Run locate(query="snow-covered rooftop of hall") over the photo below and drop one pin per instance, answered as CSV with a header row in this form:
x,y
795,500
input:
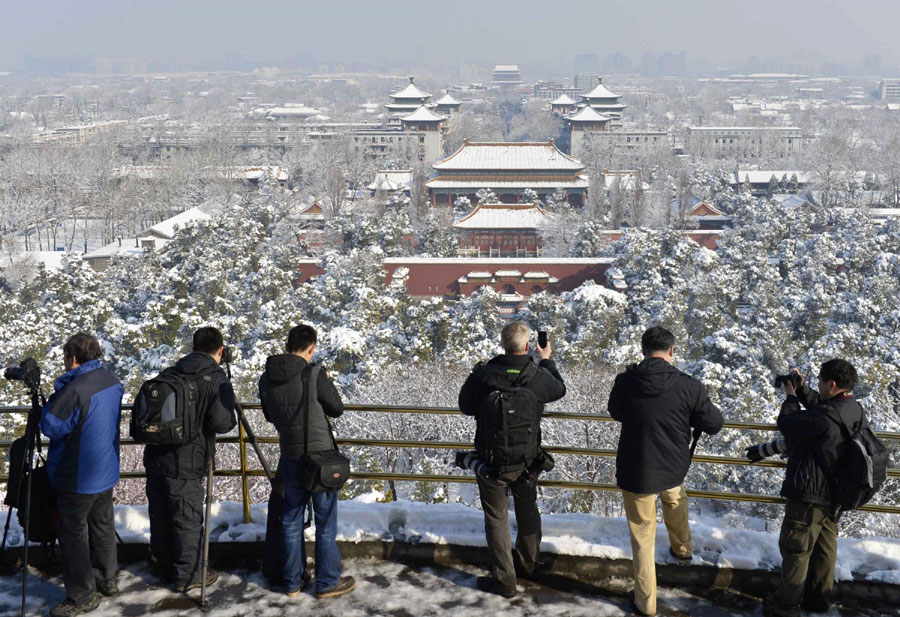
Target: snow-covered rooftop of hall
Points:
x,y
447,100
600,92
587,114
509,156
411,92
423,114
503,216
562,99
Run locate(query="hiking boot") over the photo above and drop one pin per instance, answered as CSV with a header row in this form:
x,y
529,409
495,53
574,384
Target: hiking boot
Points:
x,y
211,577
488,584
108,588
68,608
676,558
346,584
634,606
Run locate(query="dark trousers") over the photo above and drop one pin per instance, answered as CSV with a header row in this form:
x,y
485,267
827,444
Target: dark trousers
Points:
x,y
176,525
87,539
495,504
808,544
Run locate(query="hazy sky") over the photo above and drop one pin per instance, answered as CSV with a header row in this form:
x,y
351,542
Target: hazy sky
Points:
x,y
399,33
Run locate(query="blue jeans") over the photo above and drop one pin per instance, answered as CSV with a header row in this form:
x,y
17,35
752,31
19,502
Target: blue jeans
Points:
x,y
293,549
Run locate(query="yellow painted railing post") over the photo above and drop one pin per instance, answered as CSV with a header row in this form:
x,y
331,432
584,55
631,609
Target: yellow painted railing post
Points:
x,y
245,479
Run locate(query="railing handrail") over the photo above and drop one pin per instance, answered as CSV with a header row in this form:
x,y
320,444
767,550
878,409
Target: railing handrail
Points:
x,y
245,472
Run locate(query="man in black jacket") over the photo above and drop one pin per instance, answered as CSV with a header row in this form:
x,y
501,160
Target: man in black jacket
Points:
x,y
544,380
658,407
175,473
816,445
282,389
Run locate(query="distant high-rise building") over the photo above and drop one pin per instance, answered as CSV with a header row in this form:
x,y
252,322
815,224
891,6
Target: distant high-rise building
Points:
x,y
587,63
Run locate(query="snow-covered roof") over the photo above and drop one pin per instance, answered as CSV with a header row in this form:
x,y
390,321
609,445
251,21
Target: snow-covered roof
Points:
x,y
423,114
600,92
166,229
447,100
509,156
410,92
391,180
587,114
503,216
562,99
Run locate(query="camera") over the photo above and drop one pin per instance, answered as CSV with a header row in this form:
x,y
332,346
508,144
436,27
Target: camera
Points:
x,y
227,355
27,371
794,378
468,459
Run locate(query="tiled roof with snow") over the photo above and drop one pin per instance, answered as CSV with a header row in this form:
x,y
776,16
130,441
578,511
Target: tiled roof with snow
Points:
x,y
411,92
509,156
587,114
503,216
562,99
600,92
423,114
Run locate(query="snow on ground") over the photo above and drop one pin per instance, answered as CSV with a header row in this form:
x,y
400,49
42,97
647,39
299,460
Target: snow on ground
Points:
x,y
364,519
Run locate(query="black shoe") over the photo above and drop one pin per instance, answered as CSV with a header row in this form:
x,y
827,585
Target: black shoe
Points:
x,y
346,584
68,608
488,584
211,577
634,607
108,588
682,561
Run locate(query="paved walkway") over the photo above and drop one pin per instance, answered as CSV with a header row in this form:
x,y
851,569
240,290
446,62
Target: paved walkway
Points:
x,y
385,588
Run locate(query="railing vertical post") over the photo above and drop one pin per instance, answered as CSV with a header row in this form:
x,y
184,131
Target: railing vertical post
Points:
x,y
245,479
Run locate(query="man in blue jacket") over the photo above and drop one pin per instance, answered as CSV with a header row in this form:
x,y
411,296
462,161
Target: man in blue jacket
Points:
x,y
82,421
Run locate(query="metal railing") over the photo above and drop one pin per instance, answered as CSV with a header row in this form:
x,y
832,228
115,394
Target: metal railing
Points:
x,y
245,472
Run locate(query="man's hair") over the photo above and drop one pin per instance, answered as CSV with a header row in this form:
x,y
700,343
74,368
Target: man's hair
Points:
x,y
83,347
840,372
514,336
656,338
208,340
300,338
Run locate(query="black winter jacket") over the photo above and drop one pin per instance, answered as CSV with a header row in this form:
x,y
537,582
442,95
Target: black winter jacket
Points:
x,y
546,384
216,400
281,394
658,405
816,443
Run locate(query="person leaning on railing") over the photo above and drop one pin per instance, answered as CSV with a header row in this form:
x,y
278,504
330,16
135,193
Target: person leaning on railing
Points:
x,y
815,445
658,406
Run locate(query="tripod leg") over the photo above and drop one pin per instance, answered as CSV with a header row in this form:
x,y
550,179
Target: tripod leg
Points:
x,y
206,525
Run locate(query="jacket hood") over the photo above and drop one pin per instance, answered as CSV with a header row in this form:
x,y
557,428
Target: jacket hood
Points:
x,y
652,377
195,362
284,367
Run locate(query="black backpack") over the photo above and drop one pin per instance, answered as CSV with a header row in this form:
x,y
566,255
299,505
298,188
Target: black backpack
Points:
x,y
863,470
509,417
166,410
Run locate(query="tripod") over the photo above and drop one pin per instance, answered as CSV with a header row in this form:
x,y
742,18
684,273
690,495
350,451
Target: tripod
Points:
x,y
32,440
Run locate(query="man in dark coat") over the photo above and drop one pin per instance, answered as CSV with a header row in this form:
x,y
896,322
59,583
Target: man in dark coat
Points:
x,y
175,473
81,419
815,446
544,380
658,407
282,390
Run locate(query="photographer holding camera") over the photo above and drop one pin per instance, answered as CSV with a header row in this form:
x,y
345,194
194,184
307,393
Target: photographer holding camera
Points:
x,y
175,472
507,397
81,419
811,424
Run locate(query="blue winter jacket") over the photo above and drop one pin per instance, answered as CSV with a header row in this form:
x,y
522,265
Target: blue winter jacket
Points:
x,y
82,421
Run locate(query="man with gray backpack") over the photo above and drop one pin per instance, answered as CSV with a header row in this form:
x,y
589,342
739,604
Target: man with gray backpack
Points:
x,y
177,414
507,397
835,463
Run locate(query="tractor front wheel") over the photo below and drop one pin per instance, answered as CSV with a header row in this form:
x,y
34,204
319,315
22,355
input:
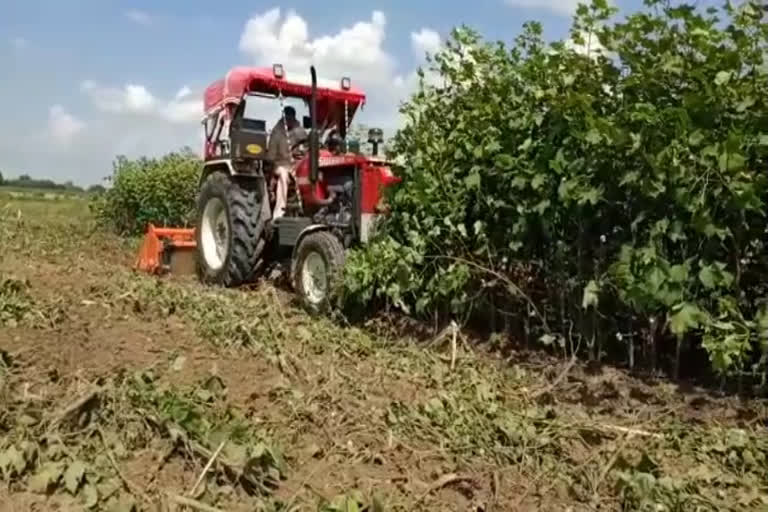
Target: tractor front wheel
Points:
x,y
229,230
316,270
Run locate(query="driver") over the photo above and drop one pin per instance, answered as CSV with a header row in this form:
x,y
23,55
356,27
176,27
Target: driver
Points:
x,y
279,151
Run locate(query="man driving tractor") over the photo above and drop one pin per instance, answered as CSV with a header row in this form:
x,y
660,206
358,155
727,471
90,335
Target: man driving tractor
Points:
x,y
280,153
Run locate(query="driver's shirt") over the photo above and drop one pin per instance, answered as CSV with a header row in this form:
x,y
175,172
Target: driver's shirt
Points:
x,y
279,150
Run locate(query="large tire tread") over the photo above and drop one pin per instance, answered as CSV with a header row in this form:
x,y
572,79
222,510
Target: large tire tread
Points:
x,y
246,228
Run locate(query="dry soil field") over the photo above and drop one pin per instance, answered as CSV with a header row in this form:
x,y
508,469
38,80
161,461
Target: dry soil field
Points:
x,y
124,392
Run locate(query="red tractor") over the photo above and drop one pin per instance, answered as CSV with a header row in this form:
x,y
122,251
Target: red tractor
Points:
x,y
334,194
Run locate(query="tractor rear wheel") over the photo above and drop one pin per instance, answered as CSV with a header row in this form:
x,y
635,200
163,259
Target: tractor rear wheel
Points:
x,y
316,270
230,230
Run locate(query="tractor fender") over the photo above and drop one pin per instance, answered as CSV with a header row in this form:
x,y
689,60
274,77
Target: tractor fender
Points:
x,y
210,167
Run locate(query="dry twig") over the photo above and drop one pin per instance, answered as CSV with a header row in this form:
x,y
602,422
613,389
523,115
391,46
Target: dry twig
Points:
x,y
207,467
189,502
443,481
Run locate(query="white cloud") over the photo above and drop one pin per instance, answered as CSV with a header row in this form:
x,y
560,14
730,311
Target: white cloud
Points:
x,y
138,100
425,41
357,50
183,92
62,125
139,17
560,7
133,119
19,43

§ §

• _DO THIS_: All records should be output exactly, with the pictures left out.

• _SOLUTION TO THIS TASK_:
Run locate(query="snow-covered rooftop of hall") over the photo below and drop one pin per instance, answered as CSV with a header row in this form:
x,y
795,500
input:
Target: snow-covered rooftop of hall
Points:
x,y
447,100
600,92
587,114
509,156
411,92
423,114
503,216
562,99
Run locate(query="hiking boot") over the photo above and drop one pin per instance, answered as CSV with a header row in this form:
x,y
529,409
495,53
574,384
Target: hiking boot
Points:
x,y
211,577
488,584
108,588
68,608
676,558
346,584
634,606
Run locate(query="dark trousers") over the photo above and drop one pin per instance, answered as CSV with a header row in this form:
x,y
485,267
827,444
Target: dark trousers
Points:
x,y
176,525
87,539
495,504
808,544
Run locate(query="hazy sky") over the photo above and drop one pin per instance, answered as CSV with a header row in this form:
x,y
351,542
Target: hazy sky
Points:
x,y
399,33
Run locate(query="blue jeans") over the photo above and drop one pin per instance, answered as CSV with a header row in this form:
x,y
17,35
752,31
19,502
Target: blue jeans
Points:
x,y
293,549
Run locate(query="yellow painted railing post") over the photo above and drop one pin per instance, answered as CSV with a header row in this form:
x,y
331,432
584,55
631,609
Target: yellow painted railing post
Points:
x,y
245,479
Run locate(query="railing handrail") over the photo above and drop one pin per instance, answered as CSV with a header row in this form:
x,y
320,444
767,550
878,409
Target: railing handrail
Points:
x,y
245,472
Run locate(query="man in black jacket") over the photo above and drop one pin per instance, answered as CSV with a header row in this form:
x,y
501,160
Target: man in black jacket
Points:
x,y
544,380
658,407
175,473
816,445
282,389
Run locate(query="distant high-rise building") over the photo above and drop one pin per instance, answered as CSV with a header row in this form:
x,y
252,322
815,224
891,6
Target: distant high-rise building
Points:
x,y
587,63
Run locate(query="snow-covered roof") over the photo above and drop one pin per instance, answered as CSV with a header row in this form:
x,y
390,321
609,445
251,21
Target: snow-covered roof
Points:
x,y
423,114
600,92
166,229
447,100
509,156
410,92
391,180
587,114
503,216
562,99
Run locate(query="camera") over the photo above and drop one pin per instance, answered as CSV with a header row in this form:
x,y
332,346
508,144
436,27
Target: camera
Points:
x,y
227,355
27,371
794,378
468,459
Run locate(query="tiled roof with snow") over the photo above and drop one pin per instance, answered as CSV with a header row in this form:
x,y
776,16
130,441
578,511
Target: tiled roof with snow
Points:
x,y
411,92
509,156
587,114
503,216
562,99
600,92
423,114
Run locate(query="snow on ground") over the photo above and drop one pin per instance, answered as CSV with a header row in this form:
x,y
400,49
42,97
647,39
299,460
Target: snow on ground
Points:
x,y
364,519
Run locate(query="black shoe") over the photo above and drop one pin per instance, answered as CSV with a header row in this form:
x,y
827,585
Target: black shoe
Points:
x,y
346,584
68,608
488,584
211,577
634,607
108,588
682,561
Run locate(query="paved walkway") over the photo above and drop one pin per instance, answered as CSV with a header row in this form:
x,y
851,569
240,290
446,62
Target: paved walkway
Points:
x,y
385,588
Run locate(query="railing vertical post") over the photo above and drop one pin per instance, answered as CSV with a header row in this form:
x,y
184,131
Target: railing vertical post
Points:
x,y
245,479
Run locate(query="man in blue jacket") over the photo above and drop one pin per instance, answered as CSV with a header row in this form:
x,y
411,296
462,161
Target: man in blue jacket
Points:
x,y
82,421
Run locate(query="metal railing") over the photo above and drop one pin per instance, answered as CSV with a header row in this form:
x,y
832,228
115,394
Target: metal railing
Points:
x,y
245,472
Run locate(query="man's hair") over the photo above and drop one pin per instance, answered as CSV with a header row in this form:
x,y
700,343
74,368
Target: man's hair
Points:
x,y
83,347
840,372
514,336
656,338
208,340
300,338
Run locate(query="black winter jacket") over the photo above and drop one pin per instance, answered as CSV with a header row in this form:
x,y
537,582
442,95
Target: black winter jacket
Points:
x,y
546,384
216,400
281,394
658,405
816,443
Run locate(query="person leaning on railing") over the photo above and drop one pin per instance, answered as CSV with a header row in this form:
x,y
278,504
330,16
135,193
Target: person leaning on railing
Points:
x,y
815,445
658,406
Run locate(query="tripod leg") over the photo above and drop one pin per instance, answered as CSV with a header row in this form:
x,y
550,179
Target: tripod leg
Points:
x,y
206,525
Run locate(query="jacket hood") over the photo above and drop one pin per instance, answered as CSV with a header row in this form:
x,y
557,428
Target: jacket hood
Points:
x,y
652,377
195,362
284,367
Run locate(query="black backpack") over the photo above and drop one pin per instance, answered as CSV with a header row in this form:
x,y
566,255
299,505
298,188
Target: black backpack
Points:
x,y
863,470
509,417
166,410
Run locate(query="tripod") over the photo above and drop one pin per instance, answered as CSV with a header row in this form:
x,y
742,18
684,273
690,495
350,451
Target: tripod
Points:
x,y
32,440
Run locate(query="man in dark coat") over the photo above and drop one pin per instance, answered as CSV with a header row in this form:
x,y
896,322
59,583
Target: man in dark coat
Points:
x,y
175,473
81,419
815,446
544,380
658,407
282,390
Run locate(query="photographer holding camera") over the photo above and drop one pin per instance, answered as CSV with a header row in this form:
x,y
345,194
194,184
307,393
Target: photographer holding camera
Points:
x,y
175,472
507,397
81,419
811,424
Run locate(query="blue winter jacket") over the photo above and drop one pin per instance, answered as CSV with a header row in this form:
x,y
522,265
Target: blue winter jacket
Points:
x,y
82,421
Run locate(query="man with gray backpack") over the photo above and drop one pin per instance, answered as CSV with a header row in this form:
x,y
589,342
739,604
Target: man with gray backpack
Points:
x,y
177,414
507,397
835,463
Run locate(query="tractor front wheel") over the photo below and drop one pin per instance, answered as CSV with a header row in this form:
x,y
34,204
319,315
22,355
input:
Target: tractor front wheel
Points:
x,y
229,230
316,270
Run locate(query="driver") over the photo above and drop one pin per instance, answered as CSV with a header row in this form:
x,y
23,55
356,27
176,27
Target: driver
Points:
x,y
279,151
Run locate(query="man driving tractor") over the photo above and drop one pin per instance, answered as CSV with a header row in this form:
x,y
660,206
358,155
727,471
90,335
Target: man driving tractor
Points:
x,y
280,153
Run locate(query="driver's shirt") over the photo above and drop one pin per instance, answered as CSV with a header row in this form:
x,y
175,172
Target: driver's shirt
Points:
x,y
279,150
Run locate(query="large tire tread") over the photo above and drop one pin per instance, answered as CSV with a header row in this form:
x,y
572,79
222,510
Target: large tire tread
Points:
x,y
246,228
Run locate(query="dry soil field") over the photo above and drop one pin per instance, answered as CSV with a header row in this form:
x,y
508,469
38,80
161,461
Target: dry soil field
Points:
x,y
124,392
Run locate(query="red tractor") over the photo above and drop one pin per instance, answered as CSV with a header row in this form:
x,y
122,251
Target: red tractor
Points:
x,y
334,194
Run locate(query="tractor rear wheel") over the photo above and drop one pin per instance, answered as CSV with a header row in this form:
x,y
635,200
163,259
Target: tractor rear wheel
Points:
x,y
316,270
230,230
Run locate(query="tractor fender") over the photo above and drop one pin per instance, answered as CSV with a header row in this form:
x,y
689,60
274,77
Target: tractor fender
Points:
x,y
210,167
Run locate(query="dry twig") over the photo above and drop one pin per instance, answered as CSV with a header row in this form:
x,y
602,422
613,389
523,115
391,46
Target: dry twig
Points:
x,y
207,467
189,502
443,481
Run locate(query="white cloud") over the photo above and drop one pin per instance, answered as CSV with a header row in this form:
x,y
560,14
730,311
Target: white cloud
Points:
x,y
138,100
425,41
357,50
183,92
62,125
139,17
560,7
133,119
19,43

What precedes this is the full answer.